▶ **EXCERPT PROVIDED**:
In Argentina the will-o'-the-wisp phenomenon is known as Luz Mala (evil light) or Fuego Fatuo and is one of the most important myths in Argentine . . . folklore. This phenomenon is quite feared and . . . consists of an extremely shiny ball of light floating a few inches from the ground. Traditionally is said that "If the light is white, it implies a soul in pain and is recommended to say a prayer, but if the light is red, the witness must flee immediately, thus the phenomenon represents the temptation of Satan.."


In J.R.R Tolkien's work The Lord of the Rings, will o' the wisps are present in the Dead Marshes outside of Mordor. When Frodo Baggins and Samwise Gamgee make their way through the bogs the spindly creature Gollum tells them "not to follow the lights" meaning the will o' the wisps. He tells them that if they do, they will keep the dead company and have little candles of their own.


In literature, Will o' the wisp sometimes has a metaphorical meaning, describing a hope or goal that leads one on but is impossible to reach, or something one finds sinister and confounding." wikipedia


"THE Will-o'-the-Wisp is out on the marsh,

And all alone he goes;

There's not a sight of his glimmering light

From break of day to close;


But all night long, from dusk till dawn,

He drifts where the night wind blows.

▶ **INFORMATION PROVIDED**:

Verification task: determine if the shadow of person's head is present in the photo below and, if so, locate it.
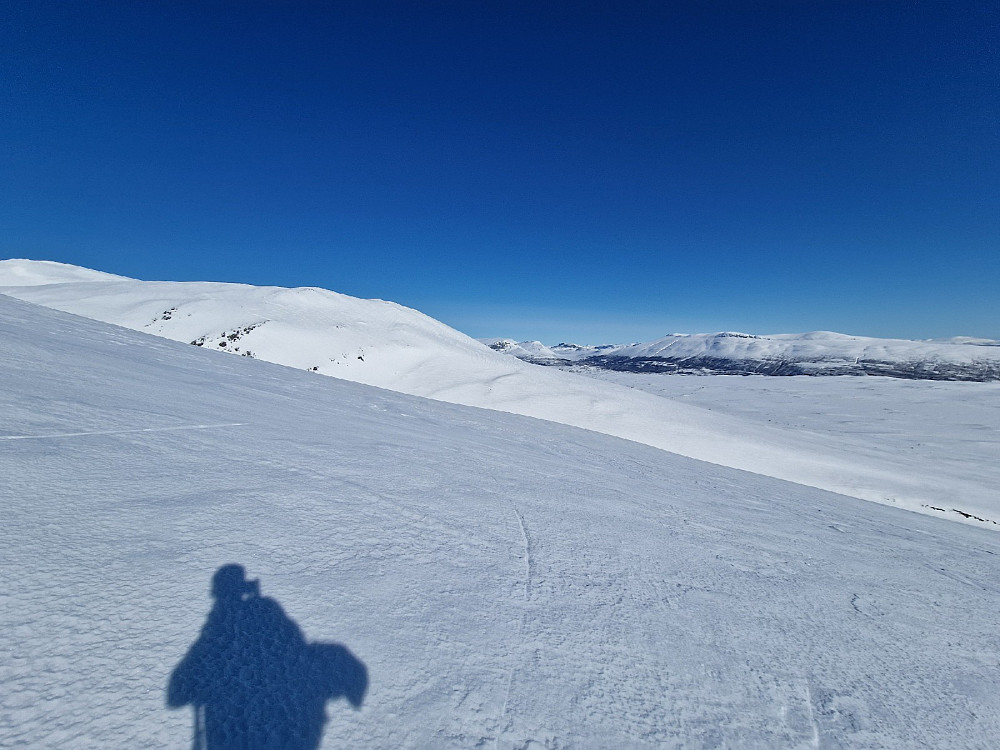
[212,563,260,602]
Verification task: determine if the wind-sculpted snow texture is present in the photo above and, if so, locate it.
[0,260,1000,526]
[0,297,1000,750]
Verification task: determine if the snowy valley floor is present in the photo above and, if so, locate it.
[0,297,1000,749]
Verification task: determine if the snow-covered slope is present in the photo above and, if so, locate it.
[476,339,562,364]
[528,331,1000,381]
[0,297,1000,750]
[0,261,1000,524]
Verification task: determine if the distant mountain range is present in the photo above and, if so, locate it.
[0,260,1000,519]
[480,331,1000,382]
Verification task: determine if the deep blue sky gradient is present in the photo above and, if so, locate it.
[0,0,1000,343]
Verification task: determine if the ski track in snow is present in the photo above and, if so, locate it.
[0,422,247,440]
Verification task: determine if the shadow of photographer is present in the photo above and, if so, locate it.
[167,565,368,750]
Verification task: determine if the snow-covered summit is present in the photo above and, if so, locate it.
[476,339,561,364]
[0,261,1000,522]
[7,284,1000,750]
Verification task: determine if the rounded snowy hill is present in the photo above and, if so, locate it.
[0,260,1000,522]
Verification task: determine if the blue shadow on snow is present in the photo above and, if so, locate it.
[167,565,368,750]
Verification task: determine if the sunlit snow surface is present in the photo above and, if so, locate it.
[0,260,1000,526]
[0,297,1000,748]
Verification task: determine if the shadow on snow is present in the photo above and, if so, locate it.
[167,565,368,750]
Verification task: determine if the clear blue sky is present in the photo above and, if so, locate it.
[0,0,1000,343]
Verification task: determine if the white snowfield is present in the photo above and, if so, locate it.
[0,297,1000,750]
[0,260,1000,528]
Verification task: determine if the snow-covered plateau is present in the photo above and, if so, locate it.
[0,260,1000,528]
[0,281,1000,750]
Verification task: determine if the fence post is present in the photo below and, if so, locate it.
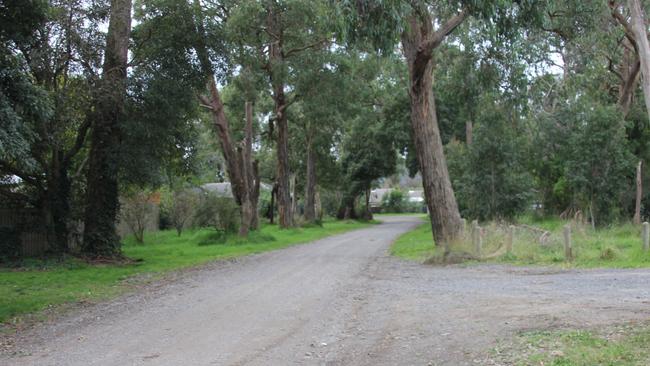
[564,225,573,261]
[506,225,515,254]
[472,220,483,257]
[642,221,650,252]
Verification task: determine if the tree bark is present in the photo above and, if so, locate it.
[267,4,293,228]
[42,151,70,255]
[289,173,298,224]
[82,0,132,258]
[269,183,278,225]
[402,11,466,245]
[633,160,643,225]
[628,0,650,121]
[193,0,260,237]
[618,38,641,116]
[305,136,316,223]
[465,121,474,146]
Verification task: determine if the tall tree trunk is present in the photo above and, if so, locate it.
[336,194,357,220]
[465,121,474,146]
[618,38,641,116]
[305,136,316,223]
[628,0,650,121]
[269,183,278,225]
[82,0,132,258]
[267,4,293,228]
[633,160,643,225]
[402,12,466,245]
[41,154,70,255]
[193,0,259,237]
[242,102,260,230]
[289,173,298,224]
[251,160,260,230]
[363,187,372,220]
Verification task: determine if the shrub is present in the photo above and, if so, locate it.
[121,191,154,243]
[0,227,22,262]
[161,190,199,236]
[194,192,239,234]
[381,189,408,213]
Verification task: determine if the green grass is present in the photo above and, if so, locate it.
[492,326,650,366]
[373,212,427,217]
[390,222,435,261]
[0,221,369,323]
[391,218,650,268]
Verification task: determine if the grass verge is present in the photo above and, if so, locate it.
[492,325,650,366]
[391,218,650,268]
[0,221,370,323]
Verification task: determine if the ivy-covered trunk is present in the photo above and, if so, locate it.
[305,137,316,222]
[42,151,70,255]
[267,4,293,228]
[402,14,465,245]
[82,0,132,258]
[336,194,358,220]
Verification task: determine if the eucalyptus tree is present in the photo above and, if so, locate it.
[82,0,132,258]
[0,0,108,253]
[223,0,332,228]
[340,1,535,245]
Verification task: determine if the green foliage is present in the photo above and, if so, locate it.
[499,324,650,366]
[390,222,436,261]
[447,98,532,220]
[391,216,650,268]
[194,192,239,235]
[0,221,368,322]
[533,97,634,225]
[381,189,409,213]
[160,188,200,236]
[0,226,22,263]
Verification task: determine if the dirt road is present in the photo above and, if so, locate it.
[0,217,650,366]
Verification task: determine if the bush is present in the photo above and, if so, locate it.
[120,191,154,243]
[194,192,239,234]
[381,189,409,213]
[161,189,199,236]
[0,227,22,262]
[446,99,533,220]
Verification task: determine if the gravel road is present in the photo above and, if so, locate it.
[0,217,650,366]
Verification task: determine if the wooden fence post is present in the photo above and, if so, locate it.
[564,225,573,261]
[506,225,515,254]
[642,221,650,252]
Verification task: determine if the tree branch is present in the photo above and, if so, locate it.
[418,9,469,54]
[63,117,91,164]
[282,39,328,58]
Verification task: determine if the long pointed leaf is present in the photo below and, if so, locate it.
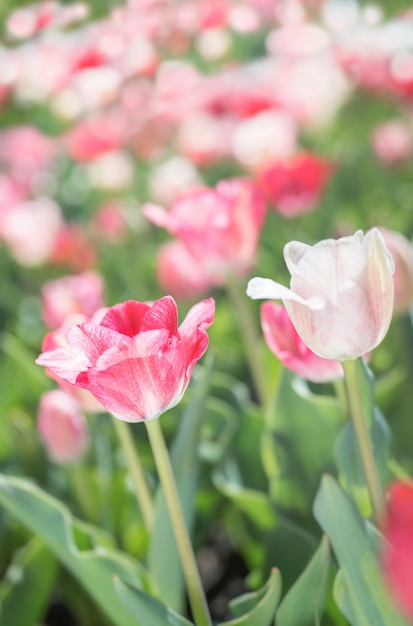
[114,576,194,626]
[277,537,330,626]
[0,537,58,626]
[148,359,213,611]
[220,567,281,626]
[314,476,406,626]
[0,475,150,626]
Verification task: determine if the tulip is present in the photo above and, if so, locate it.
[247,228,394,361]
[42,272,103,328]
[157,239,209,299]
[36,296,214,422]
[143,179,265,285]
[37,389,89,464]
[258,152,333,217]
[381,482,413,619]
[380,228,413,314]
[261,302,343,383]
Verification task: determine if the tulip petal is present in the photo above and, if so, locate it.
[247,277,326,311]
[88,337,189,422]
[283,241,311,275]
[140,296,178,335]
[36,348,90,384]
[100,300,150,337]
[179,298,215,380]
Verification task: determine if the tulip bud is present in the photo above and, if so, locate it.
[261,302,343,383]
[37,389,89,464]
[380,228,413,313]
[247,228,394,361]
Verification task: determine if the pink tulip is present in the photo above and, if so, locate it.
[261,302,343,383]
[247,228,394,361]
[381,482,413,620]
[42,308,107,413]
[371,119,413,165]
[380,228,413,313]
[37,389,89,464]
[36,296,214,422]
[258,152,333,217]
[157,239,209,299]
[1,198,63,267]
[143,179,265,284]
[42,272,103,328]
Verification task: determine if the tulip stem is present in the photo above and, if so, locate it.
[145,419,212,626]
[226,276,270,407]
[342,360,386,527]
[113,417,154,532]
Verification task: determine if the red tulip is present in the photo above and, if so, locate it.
[36,296,214,422]
[382,482,413,619]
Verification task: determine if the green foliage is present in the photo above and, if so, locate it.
[0,475,148,626]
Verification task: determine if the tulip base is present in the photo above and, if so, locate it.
[342,360,386,527]
[145,419,212,626]
[113,417,153,532]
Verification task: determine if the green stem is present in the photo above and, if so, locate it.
[113,417,154,532]
[67,461,97,523]
[226,276,270,406]
[145,419,212,626]
[342,360,386,527]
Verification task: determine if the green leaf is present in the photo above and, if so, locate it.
[314,476,406,626]
[114,576,193,626]
[212,459,276,530]
[262,371,343,515]
[277,536,330,626]
[220,567,282,626]
[148,358,213,611]
[0,537,57,626]
[335,409,390,517]
[0,475,147,626]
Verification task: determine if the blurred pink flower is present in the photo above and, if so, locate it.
[143,179,265,285]
[379,228,413,313]
[381,482,413,620]
[247,228,394,361]
[92,201,129,243]
[42,272,103,328]
[257,152,333,217]
[371,119,413,165]
[37,389,89,464]
[0,198,63,267]
[49,222,96,272]
[0,126,57,183]
[65,116,126,161]
[261,302,343,383]
[231,110,297,170]
[157,239,210,299]
[36,296,214,422]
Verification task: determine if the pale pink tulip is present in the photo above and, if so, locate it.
[36,296,214,422]
[381,481,413,623]
[37,389,89,464]
[261,302,343,383]
[143,179,265,284]
[371,119,413,165]
[1,198,63,267]
[379,228,413,313]
[42,272,103,328]
[157,239,210,299]
[247,228,394,361]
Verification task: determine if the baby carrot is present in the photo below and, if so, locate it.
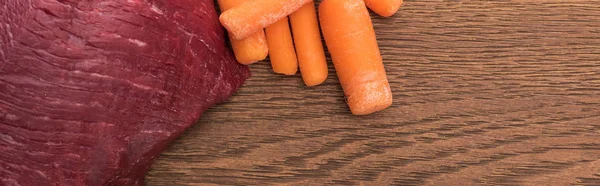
[219,0,269,65]
[219,0,311,39]
[365,0,402,17]
[290,1,328,86]
[265,17,298,75]
[319,0,392,115]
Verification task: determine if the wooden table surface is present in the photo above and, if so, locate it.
[146,0,600,185]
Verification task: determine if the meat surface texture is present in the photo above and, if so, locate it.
[0,0,250,186]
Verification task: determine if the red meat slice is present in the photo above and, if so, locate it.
[0,0,250,186]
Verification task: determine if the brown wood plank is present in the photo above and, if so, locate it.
[147,0,600,185]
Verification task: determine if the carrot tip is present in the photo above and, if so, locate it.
[347,81,392,115]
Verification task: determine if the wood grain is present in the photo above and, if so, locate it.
[147,0,600,185]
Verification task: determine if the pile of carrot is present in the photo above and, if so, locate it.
[218,0,402,115]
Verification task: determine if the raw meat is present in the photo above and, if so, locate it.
[0,0,250,186]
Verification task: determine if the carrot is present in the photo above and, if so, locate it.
[290,1,328,86]
[365,0,402,17]
[319,0,392,115]
[265,17,298,75]
[219,0,269,65]
[219,0,311,39]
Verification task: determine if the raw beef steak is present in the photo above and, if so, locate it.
[0,0,250,186]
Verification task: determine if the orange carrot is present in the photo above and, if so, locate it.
[319,0,392,115]
[219,0,269,65]
[365,0,402,17]
[290,1,328,86]
[219,0,310,39]
[265,17,298,75]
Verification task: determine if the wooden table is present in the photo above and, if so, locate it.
[147,0,600,185]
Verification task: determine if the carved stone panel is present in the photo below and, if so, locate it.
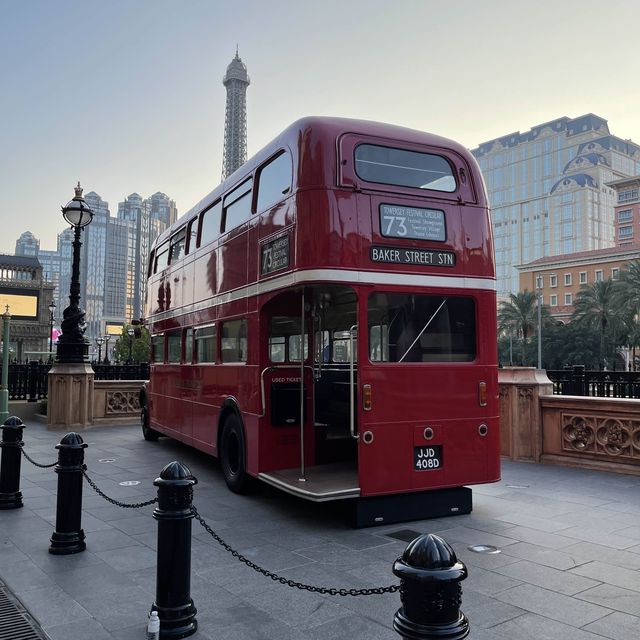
[562,413,640,462]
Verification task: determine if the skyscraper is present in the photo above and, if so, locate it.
[16,231,40,258]
[222,49,249,180]
[472,114,640,296]
[118,193,170,322]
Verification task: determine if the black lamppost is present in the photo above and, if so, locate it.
[49,300,56,362]
[127,327,135,364]
[56,182,93,364]
[96,338,104,364]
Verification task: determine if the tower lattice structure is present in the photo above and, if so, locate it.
[222,49,249,180]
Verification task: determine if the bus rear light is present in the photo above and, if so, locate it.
[478,382,487,407]
[362,384,371,411]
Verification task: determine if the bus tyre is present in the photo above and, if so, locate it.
[220,414,250,493]
[140,400,160,442]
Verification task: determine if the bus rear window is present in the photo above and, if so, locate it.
[368,293,476,362]
[151,335,164,363]
[355,144,456,193]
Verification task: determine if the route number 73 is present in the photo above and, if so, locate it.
[384,216,407,236]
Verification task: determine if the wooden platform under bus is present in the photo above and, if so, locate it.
[258,462,360,502]
[258,462,472,527]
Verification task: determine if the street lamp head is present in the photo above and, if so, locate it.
[62,182,93,227]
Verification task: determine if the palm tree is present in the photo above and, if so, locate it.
[498,289,538,364]
[616,260,640,369]
[616,260,640,315]
[571,278,622,366]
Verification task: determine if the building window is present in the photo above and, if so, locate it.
[167,331,182,364]
[618,189,638,202]
[618,225,633,238]
[618,209,633,222]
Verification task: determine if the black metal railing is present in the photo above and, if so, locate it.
[547,365,640,398]
[0,360,149,402]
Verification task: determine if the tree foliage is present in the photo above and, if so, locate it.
[112,325,151,364]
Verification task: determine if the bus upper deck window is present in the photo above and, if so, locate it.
[198,200,222,247]
[256,151,291,212]
[355,144,456,193]
[222,179,253,232]
[184,218,198,255]
[153,242,169,273]
[169,229,186,264]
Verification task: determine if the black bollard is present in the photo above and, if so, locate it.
[393,533,470,640]
[0,416,24,509]
[151,461,198,638]
[49,432,87,555]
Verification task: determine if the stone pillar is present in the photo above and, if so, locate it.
[498,367,553,462]
[47,362,94,429]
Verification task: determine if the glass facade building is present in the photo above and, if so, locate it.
[472,114,640,297]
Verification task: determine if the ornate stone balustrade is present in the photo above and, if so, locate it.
[540,396,640,475]
[498,367,640,475]
[93,380,143,424]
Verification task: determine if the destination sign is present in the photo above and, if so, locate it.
[369,247,456,267]
[260,235,289,275]
[380,204,447,242]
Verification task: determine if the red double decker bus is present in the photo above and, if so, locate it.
[141,118,500,525]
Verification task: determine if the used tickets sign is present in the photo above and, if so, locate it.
[369,247,456,267]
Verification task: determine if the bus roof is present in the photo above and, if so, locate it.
[154,116,477,246]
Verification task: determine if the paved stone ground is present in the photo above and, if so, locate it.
[0,423,640,640]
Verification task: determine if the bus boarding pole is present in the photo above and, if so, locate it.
[298,289,307,482]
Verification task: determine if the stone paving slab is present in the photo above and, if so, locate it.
[0,424,640,640]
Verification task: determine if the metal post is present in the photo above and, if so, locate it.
[0,305,11,422]
[151,461,198,638]
[27,360,40,402]
[0,416,24,509]
[537,276,542,369]
[49,432,87,555]
[393,533,471,640]
[298,289,307,482]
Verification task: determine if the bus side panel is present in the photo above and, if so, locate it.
[217,225,249,293]
[193,246,217,302]
[460,206,496,278]
[296,189,361,269]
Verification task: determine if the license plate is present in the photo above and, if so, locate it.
[413,444,442,471]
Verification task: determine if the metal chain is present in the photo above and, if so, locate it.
[191,505,400,596]
[82,464,158,509]
[20,447,58,469]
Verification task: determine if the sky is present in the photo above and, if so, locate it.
[0,0,640,254]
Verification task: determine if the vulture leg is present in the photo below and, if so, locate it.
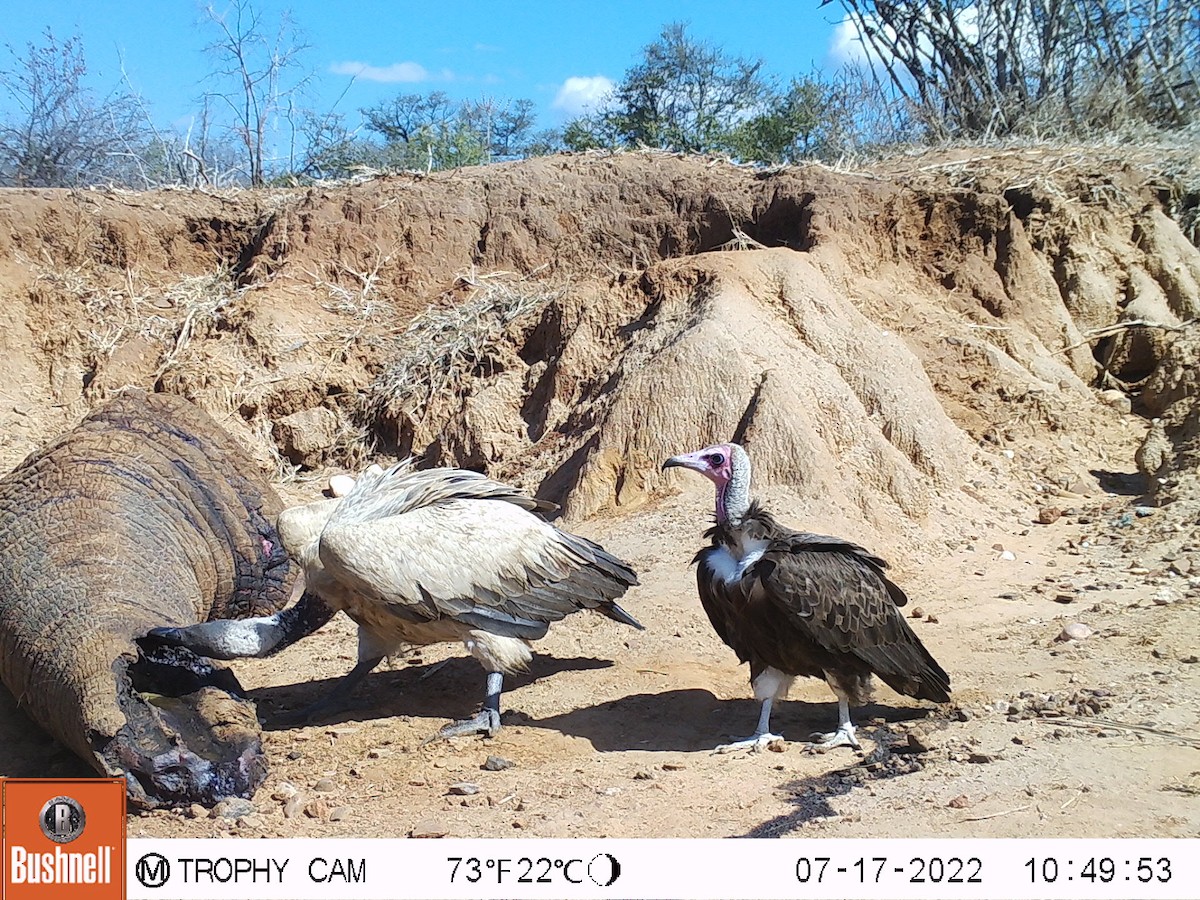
[431,672,504,740]
[810,696,862,750]
[278,656,383,726]
[713,668,794,754]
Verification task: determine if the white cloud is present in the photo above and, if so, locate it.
[550,76,617,116]
[829,16,868,66]
[329,61,434,84]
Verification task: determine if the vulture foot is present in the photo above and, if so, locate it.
[426,707,500,743]
[809,724,863,750]
[713,731,784,754]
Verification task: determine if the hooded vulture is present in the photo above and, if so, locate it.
[152,461,642,737]
[662,444,950,752]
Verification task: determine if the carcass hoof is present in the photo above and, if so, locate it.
[92,641,268,809]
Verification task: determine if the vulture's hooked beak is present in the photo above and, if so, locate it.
[660,452,708,472]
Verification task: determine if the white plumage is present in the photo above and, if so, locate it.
[150,461,641,734]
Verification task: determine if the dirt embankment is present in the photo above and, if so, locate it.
[0,150,1200,834]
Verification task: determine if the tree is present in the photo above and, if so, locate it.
[362,91,548,169]
[727,77,834,164]
[578,23,770,152]
[0,29,149,187]
[823,0,1200,139]
[204,0,310,186]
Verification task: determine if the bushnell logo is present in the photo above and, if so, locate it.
[41,797,88,844]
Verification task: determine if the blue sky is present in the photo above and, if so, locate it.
[0,0,864,133]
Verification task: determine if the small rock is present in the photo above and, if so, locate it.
[1100,389,1133,415]
[1038,506,1062,524]
[408,818,449,838]
[304,797,329,818]
[908,731,942,754]
[1058,622,1092,641]
[271,407,340,468]
[211,797,254,818]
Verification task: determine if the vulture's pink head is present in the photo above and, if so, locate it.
[662,444,733,490]
[662,444,750,524]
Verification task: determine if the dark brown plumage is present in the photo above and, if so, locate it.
[666,444,950,749]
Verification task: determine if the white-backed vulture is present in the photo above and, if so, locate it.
[155,461,642,737]
[662,444,950,752]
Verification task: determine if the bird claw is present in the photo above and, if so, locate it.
[713,731,784,755]
[809,725,863,750]
[424,709,500,744]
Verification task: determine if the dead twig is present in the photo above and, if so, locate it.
[1058,319,1200,353]
[959,803,1033,822]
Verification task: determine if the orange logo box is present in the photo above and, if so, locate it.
[0,778,125,900]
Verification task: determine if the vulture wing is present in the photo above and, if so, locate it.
[319,467,641,640]
[738,533,950,702]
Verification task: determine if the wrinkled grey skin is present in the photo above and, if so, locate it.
[0,391,293,808]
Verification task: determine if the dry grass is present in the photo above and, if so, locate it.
[370,272,565,421]
[36,260,242,377]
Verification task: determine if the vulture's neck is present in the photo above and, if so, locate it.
[716,446,750,528]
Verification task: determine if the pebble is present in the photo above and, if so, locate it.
[1038,506,1062,524]
[408,818,449,838]
[211,797,254,818]
[304,797,329,818]
[1058,622,1092,641]
[908,731,942,754]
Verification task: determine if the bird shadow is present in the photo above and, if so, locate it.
[1088,469,1150,497]
[738,728,924,838]
[247,654,613,731]
[0,688,96,778]
[512,688,932,752]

▶ **TASK TO COMPLETE**:
Rewrite the will-o'-the-wisp text from "And all alone" to "night wind blows.", swapping "glimmering light" for "flickering flame".

▶ **EXPECTED OUTPUT**:
And all alone he goes;

There's not a sight of his flickering flame

From break of day to close;


But all night long, from dusk till dawn,

He drifts where the night wind blows.